╭─ Extracted text
Hamamelis (Witch Hazel)
Hamamelis, also known as Witch Hazel, is a genus of only a few species in the family Hamamelidaceae, native to Eastern Asia and North America. The genus contains deciduous shrubs and small trees, growing up to 8 m (26 ft) tall. This plant produces simple oval leaves and spider-like flowers arranged in clusters. Flowers have spicy fragrance and are borne on bare stems from autumn to early spring. Hamamelis is extremely frost resistant, subtle in color and very delicate in form, adding interest to the winter garden.
The scientific name is made up of Greek words "hama", which means "at same time" or "together" and "mêlon", meaning "apple" or "fruit", since the plant can bear flowers and fruits at the same time.
Its common name "Witch Hazel" is partly due to the resemblance of its leaves to the common hazel and partly from the Middle English "wiche" (from the Old English "wice"), meaning "pliant" or "bendable" and relates to its twigs and young branches.
Hamamelis means protection and inspiration, but it can also symbolize magic and mysticism.
Interesting facts about Hamamelis:
The plant is best known for its medicinal properties. It is recognized worldwide as a natural cleanser and toner, but Witch Hazel has many more uses than that.
It may be used for treating headaches, sprains, sores, hemorrhoids, tumors and eye problems. The plant is also used as a pain reliever and to treat various skin conditions and infections. It is known to clear up acne, boils, psoriasis and minor cuts. Due to its antibacterial and antiseptic qualities, it is able to stimulate the immune system and actively eliminate foreign agents in the body.
Witch Hazel was used by Native Americans in the treatment of external inflammations and in various sacred rituals.
Hamamelis is used in cosmetics to make aftershaves, mouthwashes and skin care products. It is also sometimes used as a makeup remover, due to its astringent qualities.
Witch Hazel flowers have strap-like petals that are able to curl inward to protect blooms from the cold. It is considered as a protective mechanism against freezing. When the temperature warms again, the petals unfurl to show their full beauty.
╰─
* Exercise tasks
1) Reproduce the passage from the witch hazel text word for word, beginning at the words "The scientific name" and stopping after "the same time.".
2) Answer these questions using the witch hazel text.
(a) How tall can the shrubs and small trees in the genus grow?
(b) What does the Greek word "mêlon" mean?
(c) For what purposes did Native Americans use Witch Hazel?
╭─ Listed entries
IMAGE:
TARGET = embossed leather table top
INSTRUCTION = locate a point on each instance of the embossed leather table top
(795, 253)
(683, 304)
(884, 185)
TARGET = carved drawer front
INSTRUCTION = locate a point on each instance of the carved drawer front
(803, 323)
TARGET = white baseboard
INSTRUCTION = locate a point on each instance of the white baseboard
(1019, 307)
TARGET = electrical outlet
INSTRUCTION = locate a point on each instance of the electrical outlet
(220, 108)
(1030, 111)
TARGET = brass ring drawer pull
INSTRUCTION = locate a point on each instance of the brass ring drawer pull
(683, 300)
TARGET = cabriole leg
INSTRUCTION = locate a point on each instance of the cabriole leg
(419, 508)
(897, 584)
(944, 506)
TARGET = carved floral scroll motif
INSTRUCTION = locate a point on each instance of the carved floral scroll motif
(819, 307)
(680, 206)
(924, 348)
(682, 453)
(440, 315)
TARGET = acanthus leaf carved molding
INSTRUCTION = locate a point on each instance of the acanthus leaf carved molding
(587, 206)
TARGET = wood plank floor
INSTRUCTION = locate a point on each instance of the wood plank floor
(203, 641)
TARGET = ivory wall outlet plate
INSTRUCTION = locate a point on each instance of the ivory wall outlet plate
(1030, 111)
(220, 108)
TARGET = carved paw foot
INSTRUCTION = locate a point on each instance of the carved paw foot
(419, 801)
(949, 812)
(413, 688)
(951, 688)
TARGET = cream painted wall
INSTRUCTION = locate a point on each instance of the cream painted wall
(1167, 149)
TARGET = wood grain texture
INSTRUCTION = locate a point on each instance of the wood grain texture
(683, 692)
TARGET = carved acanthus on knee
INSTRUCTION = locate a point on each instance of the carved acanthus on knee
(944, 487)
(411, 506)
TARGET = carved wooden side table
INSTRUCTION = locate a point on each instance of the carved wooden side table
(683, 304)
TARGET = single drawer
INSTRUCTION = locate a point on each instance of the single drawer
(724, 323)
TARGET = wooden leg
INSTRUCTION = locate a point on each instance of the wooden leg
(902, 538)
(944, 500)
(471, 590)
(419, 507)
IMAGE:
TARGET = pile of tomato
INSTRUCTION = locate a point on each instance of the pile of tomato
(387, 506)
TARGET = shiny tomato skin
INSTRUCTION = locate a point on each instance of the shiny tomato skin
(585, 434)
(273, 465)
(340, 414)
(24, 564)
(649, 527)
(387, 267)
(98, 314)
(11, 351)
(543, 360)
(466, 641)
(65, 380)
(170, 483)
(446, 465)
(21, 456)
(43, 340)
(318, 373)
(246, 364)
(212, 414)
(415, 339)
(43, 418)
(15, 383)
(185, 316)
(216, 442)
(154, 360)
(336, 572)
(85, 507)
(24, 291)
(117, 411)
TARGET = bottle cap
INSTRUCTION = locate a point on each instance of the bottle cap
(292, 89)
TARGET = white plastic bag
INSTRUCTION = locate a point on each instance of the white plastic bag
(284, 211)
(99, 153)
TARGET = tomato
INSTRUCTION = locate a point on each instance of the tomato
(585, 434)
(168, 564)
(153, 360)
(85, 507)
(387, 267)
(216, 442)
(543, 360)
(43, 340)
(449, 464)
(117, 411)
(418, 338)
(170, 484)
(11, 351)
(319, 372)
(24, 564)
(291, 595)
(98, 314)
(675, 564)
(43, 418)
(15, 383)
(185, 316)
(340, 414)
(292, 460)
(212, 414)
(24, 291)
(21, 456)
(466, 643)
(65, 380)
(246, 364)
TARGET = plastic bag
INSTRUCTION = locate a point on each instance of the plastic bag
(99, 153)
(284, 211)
╰─
* Expected responses
1)
The scientific name is made up of Greek words "hama", which means "at same time" or "together" and "mêlon", meaning "apple" or "fruit", since the plant can bear flowers and fruits at the same time.

2)
(a) Up to 8 m (26 ft) tall.
(b) "Apple" or "fruit."
(c) To treat external inflammations and in various sacred rituals.